__Exercise details__
Exact copies are required of the lines from the line containing "[output] one dot per instance, form <point>604,113</point>." through the final line of the listing, both included, and of no other lines.

__Record excerpts__
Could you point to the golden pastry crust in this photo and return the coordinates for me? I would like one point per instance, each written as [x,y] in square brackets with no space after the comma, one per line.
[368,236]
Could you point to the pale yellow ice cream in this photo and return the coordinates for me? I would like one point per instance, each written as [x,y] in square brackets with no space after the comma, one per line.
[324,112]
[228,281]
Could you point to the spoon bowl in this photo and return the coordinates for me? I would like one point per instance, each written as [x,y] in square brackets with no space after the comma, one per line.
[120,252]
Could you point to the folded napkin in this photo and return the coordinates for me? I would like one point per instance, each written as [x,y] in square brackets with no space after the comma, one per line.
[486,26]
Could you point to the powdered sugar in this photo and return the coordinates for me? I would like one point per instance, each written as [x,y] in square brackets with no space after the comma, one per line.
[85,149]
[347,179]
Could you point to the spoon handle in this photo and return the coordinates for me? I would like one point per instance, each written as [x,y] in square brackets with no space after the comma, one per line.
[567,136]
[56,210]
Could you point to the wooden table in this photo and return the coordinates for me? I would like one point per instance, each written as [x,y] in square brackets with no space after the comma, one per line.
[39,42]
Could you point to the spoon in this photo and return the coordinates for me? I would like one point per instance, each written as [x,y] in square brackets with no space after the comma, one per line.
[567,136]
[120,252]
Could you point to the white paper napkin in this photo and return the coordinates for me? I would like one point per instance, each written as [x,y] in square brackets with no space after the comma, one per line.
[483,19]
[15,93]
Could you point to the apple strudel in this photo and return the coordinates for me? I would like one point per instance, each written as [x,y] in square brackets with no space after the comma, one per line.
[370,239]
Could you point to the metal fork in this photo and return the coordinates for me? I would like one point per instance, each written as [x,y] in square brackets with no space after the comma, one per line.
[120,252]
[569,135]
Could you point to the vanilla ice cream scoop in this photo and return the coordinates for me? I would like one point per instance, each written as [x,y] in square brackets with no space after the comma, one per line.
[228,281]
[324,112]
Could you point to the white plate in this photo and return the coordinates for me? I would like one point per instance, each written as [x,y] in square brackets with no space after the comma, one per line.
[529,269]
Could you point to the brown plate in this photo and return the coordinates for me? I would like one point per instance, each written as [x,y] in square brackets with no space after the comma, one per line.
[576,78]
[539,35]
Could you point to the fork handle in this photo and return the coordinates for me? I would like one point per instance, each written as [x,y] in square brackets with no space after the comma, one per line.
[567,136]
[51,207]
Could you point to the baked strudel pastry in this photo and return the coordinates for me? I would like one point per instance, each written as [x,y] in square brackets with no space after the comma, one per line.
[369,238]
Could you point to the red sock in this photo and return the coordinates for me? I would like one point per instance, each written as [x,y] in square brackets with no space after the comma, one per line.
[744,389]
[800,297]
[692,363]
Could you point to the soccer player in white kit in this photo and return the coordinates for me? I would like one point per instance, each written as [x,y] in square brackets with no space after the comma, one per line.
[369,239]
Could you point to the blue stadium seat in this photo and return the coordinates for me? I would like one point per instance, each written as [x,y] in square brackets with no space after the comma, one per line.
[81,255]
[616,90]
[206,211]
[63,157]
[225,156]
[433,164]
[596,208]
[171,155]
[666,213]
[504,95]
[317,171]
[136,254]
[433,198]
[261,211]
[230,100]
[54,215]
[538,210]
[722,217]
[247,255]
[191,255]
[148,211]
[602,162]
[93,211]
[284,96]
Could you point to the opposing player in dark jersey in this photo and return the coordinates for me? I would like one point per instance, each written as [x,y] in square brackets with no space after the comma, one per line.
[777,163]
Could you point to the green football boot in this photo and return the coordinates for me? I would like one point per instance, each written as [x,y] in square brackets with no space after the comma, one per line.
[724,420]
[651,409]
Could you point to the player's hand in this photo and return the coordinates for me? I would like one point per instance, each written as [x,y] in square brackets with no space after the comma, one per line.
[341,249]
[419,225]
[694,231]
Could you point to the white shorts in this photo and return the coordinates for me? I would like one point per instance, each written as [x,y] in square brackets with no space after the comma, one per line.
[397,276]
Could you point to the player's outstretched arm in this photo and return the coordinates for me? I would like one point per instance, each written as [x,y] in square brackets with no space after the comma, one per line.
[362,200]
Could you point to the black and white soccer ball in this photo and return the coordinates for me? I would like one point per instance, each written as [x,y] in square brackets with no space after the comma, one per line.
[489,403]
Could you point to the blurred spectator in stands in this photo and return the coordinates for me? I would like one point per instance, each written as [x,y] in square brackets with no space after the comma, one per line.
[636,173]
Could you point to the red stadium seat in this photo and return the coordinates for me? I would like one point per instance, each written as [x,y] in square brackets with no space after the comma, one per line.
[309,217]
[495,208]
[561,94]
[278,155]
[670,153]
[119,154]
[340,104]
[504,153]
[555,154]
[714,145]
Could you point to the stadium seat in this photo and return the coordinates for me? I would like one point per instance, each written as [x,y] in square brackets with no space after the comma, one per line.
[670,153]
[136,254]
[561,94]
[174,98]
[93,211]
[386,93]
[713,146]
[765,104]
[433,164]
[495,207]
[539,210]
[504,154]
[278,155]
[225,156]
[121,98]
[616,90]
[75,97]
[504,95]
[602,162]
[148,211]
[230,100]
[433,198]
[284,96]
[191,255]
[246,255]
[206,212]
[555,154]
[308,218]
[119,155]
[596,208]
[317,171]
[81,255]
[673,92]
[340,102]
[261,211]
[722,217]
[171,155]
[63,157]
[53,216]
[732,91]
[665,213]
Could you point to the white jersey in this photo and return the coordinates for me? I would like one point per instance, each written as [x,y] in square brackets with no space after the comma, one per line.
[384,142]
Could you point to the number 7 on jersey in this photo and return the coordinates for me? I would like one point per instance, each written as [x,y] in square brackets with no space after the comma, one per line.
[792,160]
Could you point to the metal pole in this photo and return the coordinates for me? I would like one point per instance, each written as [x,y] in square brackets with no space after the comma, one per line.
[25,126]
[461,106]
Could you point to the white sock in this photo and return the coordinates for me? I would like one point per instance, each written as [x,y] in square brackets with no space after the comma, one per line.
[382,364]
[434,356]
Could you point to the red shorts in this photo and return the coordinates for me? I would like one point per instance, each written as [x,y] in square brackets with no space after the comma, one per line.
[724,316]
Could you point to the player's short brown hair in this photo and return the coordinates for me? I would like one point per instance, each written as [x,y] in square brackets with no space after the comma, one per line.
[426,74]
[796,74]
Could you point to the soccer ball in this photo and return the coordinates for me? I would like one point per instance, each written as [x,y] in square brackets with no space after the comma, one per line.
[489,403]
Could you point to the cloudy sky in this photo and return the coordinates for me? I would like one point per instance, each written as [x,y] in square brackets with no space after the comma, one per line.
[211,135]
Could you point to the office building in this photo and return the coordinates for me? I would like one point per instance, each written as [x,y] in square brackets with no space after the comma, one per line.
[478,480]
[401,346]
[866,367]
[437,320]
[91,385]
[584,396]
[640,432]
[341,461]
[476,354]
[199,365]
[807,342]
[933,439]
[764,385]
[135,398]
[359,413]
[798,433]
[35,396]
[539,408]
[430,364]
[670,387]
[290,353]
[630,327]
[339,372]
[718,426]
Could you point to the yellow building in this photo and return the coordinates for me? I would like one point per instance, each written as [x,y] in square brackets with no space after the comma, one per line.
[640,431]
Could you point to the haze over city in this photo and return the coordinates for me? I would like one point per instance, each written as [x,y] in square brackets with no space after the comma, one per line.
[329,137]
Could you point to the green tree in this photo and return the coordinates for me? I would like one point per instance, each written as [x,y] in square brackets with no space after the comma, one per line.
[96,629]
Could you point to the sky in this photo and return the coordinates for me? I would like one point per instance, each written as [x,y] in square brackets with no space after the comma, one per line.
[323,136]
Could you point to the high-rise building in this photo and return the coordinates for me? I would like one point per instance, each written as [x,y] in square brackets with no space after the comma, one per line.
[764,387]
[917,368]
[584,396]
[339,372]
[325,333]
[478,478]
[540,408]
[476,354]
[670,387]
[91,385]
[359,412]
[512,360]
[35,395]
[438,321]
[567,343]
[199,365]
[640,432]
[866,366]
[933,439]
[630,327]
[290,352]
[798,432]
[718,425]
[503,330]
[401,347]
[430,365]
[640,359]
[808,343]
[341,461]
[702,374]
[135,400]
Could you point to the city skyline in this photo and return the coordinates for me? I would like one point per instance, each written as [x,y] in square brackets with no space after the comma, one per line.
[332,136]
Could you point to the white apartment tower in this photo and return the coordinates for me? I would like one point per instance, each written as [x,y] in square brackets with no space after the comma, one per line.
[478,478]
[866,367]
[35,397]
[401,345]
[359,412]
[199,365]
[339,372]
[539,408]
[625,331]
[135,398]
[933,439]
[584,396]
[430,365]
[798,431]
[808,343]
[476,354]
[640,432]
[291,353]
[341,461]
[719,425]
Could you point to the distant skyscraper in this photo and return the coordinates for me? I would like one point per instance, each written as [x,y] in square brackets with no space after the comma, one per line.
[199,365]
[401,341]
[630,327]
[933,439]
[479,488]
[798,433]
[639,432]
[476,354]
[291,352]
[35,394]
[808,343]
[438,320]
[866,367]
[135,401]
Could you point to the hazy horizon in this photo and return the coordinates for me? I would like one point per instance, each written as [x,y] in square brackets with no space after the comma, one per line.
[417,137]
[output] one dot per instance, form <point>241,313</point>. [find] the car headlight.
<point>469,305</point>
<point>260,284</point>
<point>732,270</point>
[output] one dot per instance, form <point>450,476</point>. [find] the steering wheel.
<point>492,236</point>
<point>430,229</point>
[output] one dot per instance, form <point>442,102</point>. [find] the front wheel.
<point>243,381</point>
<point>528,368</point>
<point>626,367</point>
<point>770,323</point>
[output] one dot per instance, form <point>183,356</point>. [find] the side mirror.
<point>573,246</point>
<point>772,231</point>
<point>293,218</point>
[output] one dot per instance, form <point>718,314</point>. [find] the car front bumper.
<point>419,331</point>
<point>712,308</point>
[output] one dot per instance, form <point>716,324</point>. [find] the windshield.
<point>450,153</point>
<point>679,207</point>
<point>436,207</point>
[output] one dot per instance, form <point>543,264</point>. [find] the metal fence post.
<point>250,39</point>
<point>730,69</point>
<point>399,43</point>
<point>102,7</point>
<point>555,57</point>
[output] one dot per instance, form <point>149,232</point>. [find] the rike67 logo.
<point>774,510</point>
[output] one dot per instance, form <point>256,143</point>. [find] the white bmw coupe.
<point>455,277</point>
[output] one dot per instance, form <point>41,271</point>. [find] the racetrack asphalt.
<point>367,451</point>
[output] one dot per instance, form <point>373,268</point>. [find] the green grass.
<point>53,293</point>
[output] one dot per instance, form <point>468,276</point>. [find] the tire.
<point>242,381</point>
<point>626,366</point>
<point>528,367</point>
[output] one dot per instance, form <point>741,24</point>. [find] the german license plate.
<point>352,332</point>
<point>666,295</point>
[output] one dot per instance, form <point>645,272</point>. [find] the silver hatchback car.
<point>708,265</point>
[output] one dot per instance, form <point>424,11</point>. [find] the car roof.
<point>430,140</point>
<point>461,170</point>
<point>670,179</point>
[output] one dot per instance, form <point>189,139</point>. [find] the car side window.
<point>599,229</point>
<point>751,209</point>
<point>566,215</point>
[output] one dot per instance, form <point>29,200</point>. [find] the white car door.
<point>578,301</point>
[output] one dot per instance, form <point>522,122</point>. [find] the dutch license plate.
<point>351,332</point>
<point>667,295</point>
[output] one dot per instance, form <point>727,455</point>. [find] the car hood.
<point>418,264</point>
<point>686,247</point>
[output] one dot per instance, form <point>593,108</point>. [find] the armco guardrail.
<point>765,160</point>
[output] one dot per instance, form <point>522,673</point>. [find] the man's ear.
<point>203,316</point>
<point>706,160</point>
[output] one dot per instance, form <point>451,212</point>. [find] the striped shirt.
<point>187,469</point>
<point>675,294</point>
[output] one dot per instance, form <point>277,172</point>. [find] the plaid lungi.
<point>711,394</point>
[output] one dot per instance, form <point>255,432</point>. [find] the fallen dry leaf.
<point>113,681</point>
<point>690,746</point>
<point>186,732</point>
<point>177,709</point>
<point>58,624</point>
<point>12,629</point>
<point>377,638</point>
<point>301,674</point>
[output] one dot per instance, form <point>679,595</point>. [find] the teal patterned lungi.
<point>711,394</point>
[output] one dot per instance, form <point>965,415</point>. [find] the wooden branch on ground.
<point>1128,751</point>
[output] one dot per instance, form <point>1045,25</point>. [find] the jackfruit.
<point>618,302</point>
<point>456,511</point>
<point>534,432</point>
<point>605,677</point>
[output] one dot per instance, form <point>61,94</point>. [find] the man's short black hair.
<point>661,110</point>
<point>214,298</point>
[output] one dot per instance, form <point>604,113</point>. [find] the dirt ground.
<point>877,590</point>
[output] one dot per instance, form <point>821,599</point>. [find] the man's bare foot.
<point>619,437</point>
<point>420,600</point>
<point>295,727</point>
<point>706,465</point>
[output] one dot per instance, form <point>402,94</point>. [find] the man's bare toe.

__Exercise output__
[output] one dot per instance, form <point>604,113</point>. [find] the dirt ground.
<point>877,590</point>
[output] one dot per instance, form <point>821,599</point>. [find] the man's bare foot.
<point>619,437</point>
<point>420,600</point>
<point>295,727</point>
<point>706,465</point>
[output] one dot per instance, form <point>402,94</point>. [find] the man's bare toe.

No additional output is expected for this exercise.